WORK REQUIRED
Copy out the items below word for word, starting at the line that contains "Please give the outline of every instance of the floodlight" and ending at the last line of the items, both included.

TASK DATA
·····
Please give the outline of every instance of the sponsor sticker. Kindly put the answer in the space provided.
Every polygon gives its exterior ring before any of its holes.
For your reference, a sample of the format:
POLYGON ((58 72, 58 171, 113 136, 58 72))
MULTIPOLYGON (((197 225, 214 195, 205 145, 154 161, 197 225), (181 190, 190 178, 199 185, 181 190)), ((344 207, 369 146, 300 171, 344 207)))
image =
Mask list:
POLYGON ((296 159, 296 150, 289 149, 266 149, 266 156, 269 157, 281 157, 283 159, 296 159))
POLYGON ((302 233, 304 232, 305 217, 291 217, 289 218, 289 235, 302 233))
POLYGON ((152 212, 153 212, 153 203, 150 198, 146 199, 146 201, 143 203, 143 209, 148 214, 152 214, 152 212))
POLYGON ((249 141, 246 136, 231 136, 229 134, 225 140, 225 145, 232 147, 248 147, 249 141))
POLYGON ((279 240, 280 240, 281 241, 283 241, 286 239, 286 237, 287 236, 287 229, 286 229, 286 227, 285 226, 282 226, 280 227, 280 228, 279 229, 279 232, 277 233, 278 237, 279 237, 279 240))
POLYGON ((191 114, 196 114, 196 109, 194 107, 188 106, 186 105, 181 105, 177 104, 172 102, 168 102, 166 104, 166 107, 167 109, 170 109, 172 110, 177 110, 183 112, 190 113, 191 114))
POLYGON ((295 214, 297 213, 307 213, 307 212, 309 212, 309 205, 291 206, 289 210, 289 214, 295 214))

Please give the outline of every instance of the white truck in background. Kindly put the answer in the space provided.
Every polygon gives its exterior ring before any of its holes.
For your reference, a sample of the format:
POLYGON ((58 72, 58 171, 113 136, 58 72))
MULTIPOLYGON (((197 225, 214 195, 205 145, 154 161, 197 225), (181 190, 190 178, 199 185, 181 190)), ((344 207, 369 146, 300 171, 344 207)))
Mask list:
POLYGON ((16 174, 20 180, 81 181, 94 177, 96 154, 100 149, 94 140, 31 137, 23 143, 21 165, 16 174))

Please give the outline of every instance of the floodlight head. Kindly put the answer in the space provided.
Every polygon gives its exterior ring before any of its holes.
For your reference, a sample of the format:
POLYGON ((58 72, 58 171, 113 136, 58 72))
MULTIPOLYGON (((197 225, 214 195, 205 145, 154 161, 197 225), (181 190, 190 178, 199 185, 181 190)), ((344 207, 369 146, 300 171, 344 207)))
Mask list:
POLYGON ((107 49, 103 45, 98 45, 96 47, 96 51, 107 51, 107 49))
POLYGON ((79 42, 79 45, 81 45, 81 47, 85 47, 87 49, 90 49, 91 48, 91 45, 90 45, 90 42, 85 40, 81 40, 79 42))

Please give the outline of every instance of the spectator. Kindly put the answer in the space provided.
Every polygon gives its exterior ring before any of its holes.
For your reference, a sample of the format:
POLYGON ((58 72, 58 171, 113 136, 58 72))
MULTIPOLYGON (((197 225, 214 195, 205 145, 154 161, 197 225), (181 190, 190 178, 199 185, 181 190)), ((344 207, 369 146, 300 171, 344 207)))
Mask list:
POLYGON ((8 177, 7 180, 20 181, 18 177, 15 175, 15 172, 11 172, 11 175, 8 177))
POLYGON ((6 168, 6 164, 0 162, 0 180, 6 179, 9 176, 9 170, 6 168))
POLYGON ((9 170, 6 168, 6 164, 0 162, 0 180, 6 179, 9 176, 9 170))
·····
SOLUTION TO THIS TASK
Please give the outline of every instance of the floodlight head. Kindly put the answer in the space provided.
Every polygon gives its exterior ring before any of its holes.
For your reference, a sample of the format:
POLYGON ((58 72, 58 171, 113 136, 58 72))
MULTIPOLYGON (((197 225, 214 195, 205 145, 154 161, 197 225), (181 190, 190 178, 199 185, 181 190)), ((344 207, 369 146, 300 171, 344 207)))
Mask list:
POLYGON ((107 49, 103 45, 98 45, 96 47, 96 51, 107 51, 107 49))
POLYGON ((79 42, 79 45, 81 45, 81 47, 85 47, 87 49, 90 49, 91 48, 91 45, 90 45, 90 42, 85 40, 81 40, 79 42))

Please give the outline of every instance of the spectator. Kindly put the answer in the space provided.
Every polygon gives its exterior ring before any of its holes.
For your reference, a sample of the format:
POLYGON ((58 72, 58 171, 113 136, 58 72))
MULTIPOLYGON (((197 225, 214 195, 205 145, 154 161, 197 225), (181 190, 190 178, 199 185, 181 190)), ((344 207, 369 146, 300 171, 344 207)))
Mask list:
POLYGON ((8 177, 7 180, 20 181, 18 177, 15 175, 15 172, 11 172, 11 175, 8 177))
POLYGON ((6 168, 6 164, 0 162, 0 180, 6 179, 9 176, 9 170, 6 168))
POLYGON ((9 170, 6 168, 6 164, 0 162, 0 180, 6 179, 9 176, 9 170))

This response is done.